> [OBJECTIVE] Scale the part that opens with the line containing "In this exercise you will tag the brown wing" and runs through the end of the rows. Write those lines again, requests included, with each coordinate in the answers multiplied by 2.3 and rounded to a whole number, halves rounded up.

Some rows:
------------------------------

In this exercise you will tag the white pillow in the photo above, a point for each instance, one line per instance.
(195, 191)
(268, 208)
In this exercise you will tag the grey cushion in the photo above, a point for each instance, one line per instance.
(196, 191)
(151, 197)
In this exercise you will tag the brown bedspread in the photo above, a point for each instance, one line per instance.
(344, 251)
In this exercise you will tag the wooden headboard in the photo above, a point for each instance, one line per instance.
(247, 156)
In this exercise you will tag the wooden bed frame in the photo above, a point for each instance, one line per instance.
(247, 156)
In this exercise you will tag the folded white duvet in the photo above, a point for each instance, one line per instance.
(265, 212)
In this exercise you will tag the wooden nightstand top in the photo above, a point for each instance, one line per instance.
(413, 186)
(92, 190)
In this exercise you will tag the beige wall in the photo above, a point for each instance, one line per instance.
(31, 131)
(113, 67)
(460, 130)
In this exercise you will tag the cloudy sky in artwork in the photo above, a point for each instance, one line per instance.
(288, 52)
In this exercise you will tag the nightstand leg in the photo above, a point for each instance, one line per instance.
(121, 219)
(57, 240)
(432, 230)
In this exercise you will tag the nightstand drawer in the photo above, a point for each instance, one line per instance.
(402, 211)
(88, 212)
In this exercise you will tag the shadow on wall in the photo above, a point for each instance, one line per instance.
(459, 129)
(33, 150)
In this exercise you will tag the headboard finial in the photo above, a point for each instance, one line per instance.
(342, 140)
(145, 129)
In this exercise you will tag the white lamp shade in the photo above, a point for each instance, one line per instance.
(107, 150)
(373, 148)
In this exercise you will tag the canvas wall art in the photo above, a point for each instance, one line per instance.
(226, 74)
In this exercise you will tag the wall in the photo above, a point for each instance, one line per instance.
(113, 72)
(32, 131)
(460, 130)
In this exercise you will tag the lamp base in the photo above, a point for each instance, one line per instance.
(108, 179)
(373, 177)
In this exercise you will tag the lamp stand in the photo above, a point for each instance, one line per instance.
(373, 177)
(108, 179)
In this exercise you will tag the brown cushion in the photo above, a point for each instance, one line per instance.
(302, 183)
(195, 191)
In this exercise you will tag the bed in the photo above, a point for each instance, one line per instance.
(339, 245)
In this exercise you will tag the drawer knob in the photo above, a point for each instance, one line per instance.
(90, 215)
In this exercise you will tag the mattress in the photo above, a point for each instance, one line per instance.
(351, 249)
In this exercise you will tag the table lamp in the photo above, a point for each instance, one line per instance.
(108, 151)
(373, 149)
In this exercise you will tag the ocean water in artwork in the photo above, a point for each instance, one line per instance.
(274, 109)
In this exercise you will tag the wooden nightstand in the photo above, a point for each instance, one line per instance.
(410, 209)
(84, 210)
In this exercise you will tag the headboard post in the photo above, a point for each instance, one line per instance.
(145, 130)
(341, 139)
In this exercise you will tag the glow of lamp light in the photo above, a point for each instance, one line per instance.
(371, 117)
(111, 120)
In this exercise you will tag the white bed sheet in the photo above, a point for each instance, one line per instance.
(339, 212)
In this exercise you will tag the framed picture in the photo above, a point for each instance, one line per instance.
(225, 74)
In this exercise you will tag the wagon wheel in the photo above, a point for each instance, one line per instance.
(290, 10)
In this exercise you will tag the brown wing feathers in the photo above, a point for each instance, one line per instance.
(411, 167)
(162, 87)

------------------------------

> [ANSWER TO THIS TASK]
In this exercise you will tag the brown wing feathers in the photo above, a point for each instance, one line per instance.
(945, 384)
(373, 200)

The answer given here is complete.